• EXCERPT PROVIDED
Post by Dean Hoffman
That's true of all plants... over watering (and too frequently) is far
worse than underwatering. Corn needs a good amount of moisture when
first starting out but once it's root system begins to develop it's
far better not to water but only occasionally and deeply... with corn
especially too much water will cause the plants to rot and mildew.
Anyone not comatose who has ever observed a corn field would have
noted that the corn planted close to culverts and roadside ditches
quickly dies... you cn actually see teh progression of dead plants to
stunted plants that eventually are normal sized healthy plants as they
are furher from the wet soil. Corn doesn't require much water once it
reaches about 3', it's foliage is so dense that the sun can't easily
penetrate to the ground (except at the noon hour) so it stays moist
for a long time even through protracted dry spells. It's only with
newly planted fields where corn really suffers from lack of
moisture... once corn is taller than a man it's best it doesn't rain
until after harvest. Most home gardeners have little luck with corn
because they plant too widely spaced (not enough shade and poor
pollination) and then to add insult to injury they over water (and
water incorrectly by wetting the foliage). A lot of novice gardeners
over water, so the plants never develop a proper root system, probably
why so many think corn has shallow roots.
Sweet corn water use pretty much matches field corn water use.
The irrigation section is a bit over 3/4 of the way down.
Field corn uses a lot of water after it's shoulder high. There's a
water use chart here: http://tinyurl.com/yolyyc The local paper
publishes a water use chart almost daily. The highest use per day I
remember was about .35".
The pattern you suggest would deprive the plant of the water it needs at
the most critical time of production.
As much as it absolutely pains me to defend anything that Sheldon has ever
written, I don't believe that what he wrote above really conflicts with the
information which is given in the cite you provide. (Which is most
interesting - thank you for posting the cite). I guess we could quibble
about the sentence about once it's as high as a man it's best if it doesn't
rain till harvest, but it's close to harvest then anyway and what he means
by 'rain' may be different to what I (or you) mean by rain. For my
conditions 'rain' means a shower of up to an hour if I'm lucky, but for him
it could perhaps mean days of rain. I am told that there are still some
places in the world where such a rain pattern still happens although I am
begining to have doubts about that.
He does mention the use of infrequent but deep watering but that corn hates
waterlogging. He didn't use that term but that is what I took him to mean
from the example he gave.
So long as soil moisture levels remain sufficient for the corn to keep
growing strongly and taking up nutrients, there is no need to water on a
daily or even frequent basis unless the soil is not moisture retentive.
Soil with a high sandy content may be one situation where daily watering is
required. It is doubtful that this would apply though in home gardens where
keen home gardeners know about building up humus content. Humus (and its
retention and increase) is usually more of a problem for broadacre farmers.
Post by Dean Hoffman
I work for an irrigation company in Nebraska. Irrigation season
usually starts for real about the third week in June. Corn will be
somewhere between waist and shoulder high then. The crop canopy should
be close to shading the ground by then depending on the row spacing.

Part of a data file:

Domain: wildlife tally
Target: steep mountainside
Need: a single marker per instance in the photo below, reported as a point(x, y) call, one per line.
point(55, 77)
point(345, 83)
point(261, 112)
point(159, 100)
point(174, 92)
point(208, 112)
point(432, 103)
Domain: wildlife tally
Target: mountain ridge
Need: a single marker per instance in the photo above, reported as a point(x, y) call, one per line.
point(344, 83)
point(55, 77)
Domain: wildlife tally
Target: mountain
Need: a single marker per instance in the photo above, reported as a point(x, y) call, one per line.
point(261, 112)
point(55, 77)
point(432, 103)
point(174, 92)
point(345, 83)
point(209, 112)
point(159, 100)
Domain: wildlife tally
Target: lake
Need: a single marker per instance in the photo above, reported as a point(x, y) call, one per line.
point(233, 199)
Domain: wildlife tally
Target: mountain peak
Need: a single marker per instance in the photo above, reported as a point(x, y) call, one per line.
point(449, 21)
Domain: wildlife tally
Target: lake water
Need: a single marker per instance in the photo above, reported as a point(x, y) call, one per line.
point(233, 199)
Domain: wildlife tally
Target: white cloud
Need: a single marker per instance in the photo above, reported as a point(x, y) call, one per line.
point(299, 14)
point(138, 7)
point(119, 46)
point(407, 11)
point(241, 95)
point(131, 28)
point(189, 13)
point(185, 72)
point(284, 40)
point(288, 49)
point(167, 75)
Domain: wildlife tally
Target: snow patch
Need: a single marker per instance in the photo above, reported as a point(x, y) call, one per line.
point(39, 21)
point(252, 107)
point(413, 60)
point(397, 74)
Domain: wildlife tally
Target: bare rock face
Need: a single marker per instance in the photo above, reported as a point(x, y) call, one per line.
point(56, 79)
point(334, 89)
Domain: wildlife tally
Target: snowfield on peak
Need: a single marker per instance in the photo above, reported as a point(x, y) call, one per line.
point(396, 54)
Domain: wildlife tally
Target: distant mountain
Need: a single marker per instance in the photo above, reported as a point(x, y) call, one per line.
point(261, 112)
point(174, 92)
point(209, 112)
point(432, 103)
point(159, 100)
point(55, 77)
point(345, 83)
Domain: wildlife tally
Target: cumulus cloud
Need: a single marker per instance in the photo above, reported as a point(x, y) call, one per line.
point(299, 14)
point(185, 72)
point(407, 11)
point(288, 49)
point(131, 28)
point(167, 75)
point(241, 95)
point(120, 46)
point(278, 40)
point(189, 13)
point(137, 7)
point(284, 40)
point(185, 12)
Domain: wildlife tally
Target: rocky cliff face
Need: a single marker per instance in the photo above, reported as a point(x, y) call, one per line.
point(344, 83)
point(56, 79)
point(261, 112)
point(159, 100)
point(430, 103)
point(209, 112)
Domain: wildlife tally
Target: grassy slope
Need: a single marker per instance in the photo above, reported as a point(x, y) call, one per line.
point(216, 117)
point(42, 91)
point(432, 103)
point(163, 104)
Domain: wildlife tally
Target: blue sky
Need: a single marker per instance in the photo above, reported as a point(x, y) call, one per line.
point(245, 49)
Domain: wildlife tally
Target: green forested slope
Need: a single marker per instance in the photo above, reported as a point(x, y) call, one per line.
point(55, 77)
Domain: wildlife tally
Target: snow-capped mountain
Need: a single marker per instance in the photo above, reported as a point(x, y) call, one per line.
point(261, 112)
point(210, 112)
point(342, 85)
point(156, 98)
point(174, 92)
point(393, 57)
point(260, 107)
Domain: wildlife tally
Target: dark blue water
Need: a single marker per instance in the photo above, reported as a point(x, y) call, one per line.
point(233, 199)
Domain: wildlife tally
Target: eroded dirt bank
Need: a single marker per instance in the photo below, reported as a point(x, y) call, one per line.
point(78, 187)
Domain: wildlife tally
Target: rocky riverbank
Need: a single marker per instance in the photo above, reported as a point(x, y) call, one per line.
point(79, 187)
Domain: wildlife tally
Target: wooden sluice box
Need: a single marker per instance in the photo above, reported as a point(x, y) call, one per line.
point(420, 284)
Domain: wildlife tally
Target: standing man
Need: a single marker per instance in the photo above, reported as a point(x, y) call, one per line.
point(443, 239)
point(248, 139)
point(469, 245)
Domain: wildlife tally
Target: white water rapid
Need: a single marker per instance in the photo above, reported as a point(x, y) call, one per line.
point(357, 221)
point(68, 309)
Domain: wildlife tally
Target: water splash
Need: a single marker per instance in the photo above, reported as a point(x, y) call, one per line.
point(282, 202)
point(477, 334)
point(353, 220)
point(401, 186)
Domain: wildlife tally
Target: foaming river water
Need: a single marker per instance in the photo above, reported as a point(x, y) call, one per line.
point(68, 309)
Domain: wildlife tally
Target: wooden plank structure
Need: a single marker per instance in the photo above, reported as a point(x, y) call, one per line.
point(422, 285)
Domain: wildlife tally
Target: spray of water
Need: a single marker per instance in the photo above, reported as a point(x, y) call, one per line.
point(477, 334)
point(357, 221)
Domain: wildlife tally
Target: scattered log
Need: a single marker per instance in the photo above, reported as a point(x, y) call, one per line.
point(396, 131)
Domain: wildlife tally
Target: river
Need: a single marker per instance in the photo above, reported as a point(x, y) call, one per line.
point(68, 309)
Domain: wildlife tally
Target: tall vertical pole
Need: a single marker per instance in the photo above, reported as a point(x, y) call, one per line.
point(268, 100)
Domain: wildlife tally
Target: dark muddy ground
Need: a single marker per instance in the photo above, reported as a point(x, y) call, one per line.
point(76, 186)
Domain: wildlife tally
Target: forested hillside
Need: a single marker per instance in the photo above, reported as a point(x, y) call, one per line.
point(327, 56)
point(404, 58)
...
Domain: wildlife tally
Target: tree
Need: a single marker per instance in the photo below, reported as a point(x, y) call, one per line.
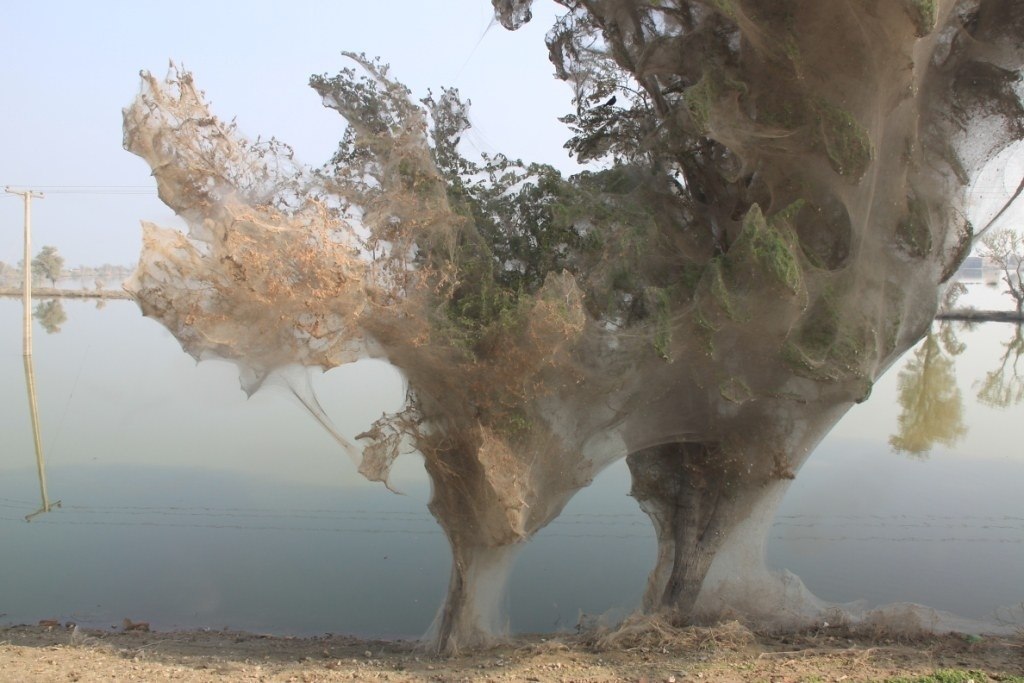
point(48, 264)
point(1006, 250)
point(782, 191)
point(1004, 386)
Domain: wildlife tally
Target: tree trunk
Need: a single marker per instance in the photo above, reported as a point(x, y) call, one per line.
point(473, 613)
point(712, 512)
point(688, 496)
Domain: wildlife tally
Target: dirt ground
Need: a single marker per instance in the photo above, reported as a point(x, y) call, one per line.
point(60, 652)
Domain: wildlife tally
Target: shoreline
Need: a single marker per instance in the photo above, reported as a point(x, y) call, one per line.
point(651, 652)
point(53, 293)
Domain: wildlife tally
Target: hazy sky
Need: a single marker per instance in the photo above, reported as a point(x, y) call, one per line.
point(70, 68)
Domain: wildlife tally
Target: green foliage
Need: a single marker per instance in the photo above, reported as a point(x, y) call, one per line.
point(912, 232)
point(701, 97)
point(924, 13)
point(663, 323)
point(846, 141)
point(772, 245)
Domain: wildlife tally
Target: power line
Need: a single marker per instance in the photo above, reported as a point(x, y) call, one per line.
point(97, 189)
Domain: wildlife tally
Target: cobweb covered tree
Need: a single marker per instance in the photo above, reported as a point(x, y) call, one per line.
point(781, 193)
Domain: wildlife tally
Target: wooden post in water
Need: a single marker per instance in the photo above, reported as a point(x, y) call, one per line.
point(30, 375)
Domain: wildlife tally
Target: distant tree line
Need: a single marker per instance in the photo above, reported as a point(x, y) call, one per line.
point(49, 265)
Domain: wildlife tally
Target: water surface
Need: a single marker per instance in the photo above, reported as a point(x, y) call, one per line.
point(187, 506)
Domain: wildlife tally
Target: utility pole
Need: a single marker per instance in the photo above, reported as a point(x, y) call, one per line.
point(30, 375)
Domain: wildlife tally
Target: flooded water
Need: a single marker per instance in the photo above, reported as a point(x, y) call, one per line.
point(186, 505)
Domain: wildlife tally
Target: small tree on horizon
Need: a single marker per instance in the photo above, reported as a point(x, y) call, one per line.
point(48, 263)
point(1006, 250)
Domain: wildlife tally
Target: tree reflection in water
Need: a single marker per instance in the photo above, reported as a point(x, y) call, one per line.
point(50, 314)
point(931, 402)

• DO THIS
Pick up the forum discussion about watering corn after its last sentence and continue it.

• RESPONSE FOR THIS EXERCISE
Irrigation will be heavy through about the first week in August then
tapers off. Crop consultants usually tell farmers to irrigate through
the first week in September. That's usually when the black layer forms
at the kernel base. http://tinyurl.com/2bc29o
We had a good rain here about ten days ago. Some of the crop was in
but wouldn't come up due to the soil crusting. The cure for that is
more rain or irrigation. Some irrigation systems were running because
The seed companies here usually plant 4 or 6 female rows to every male
row for their seed corn production. I don't see how pollination would
be a problem for the home gardener. Each plant has it's own tassle and
silk for pollination purposes unlike the seed corn.
The difference between seed company production of ears and home gardeners is
that the the former will have huge fields of corn and given that corn is
'wind' pollinated, there has more chance of being pollinated where there is
a huge field rather than in a smaller plot where there is a lesser chance of
pollination happening. Home gardeners would usually do some basic
calculation on how many ears they would eat between crops and how many
plants it would take to get that number of ears and then to figure out how
much space they can spare and how mcuh they can freeze. Thsi year we
overplanted in amajor way and although I have a moutnain of corn in the
freezer, I ended up giving huge amounts of cobs to the chooks.
Home gardeners are advised to plant in close set blocks for this reason as
the closeness of planting combined with the dropping of pollen from above or
nearby can take advantage of even the slightest zephyr of breeze. Many home
gardeners now have much more limited vegetable growing space in their home
gardens and in their freezers than they might like. I know one set of
friends who grow what I consider to be a piddling amount of corn (10-20
plants) so in their minute garden that is the space they can spare and they
like to have a small amount of fresh corn each year.
Post by Dean Hoffman
Why is wetting the foliage on a corn plant a bad thing? Pivot
irrigation systems get the foliage wet whenever they're running.
It can be a bad thing where heat levels are not high enough for excess
moisture to evaporate from the leaves and forming cobs or where high
humidity levels cause moulds/mildews/fungal growth to set in.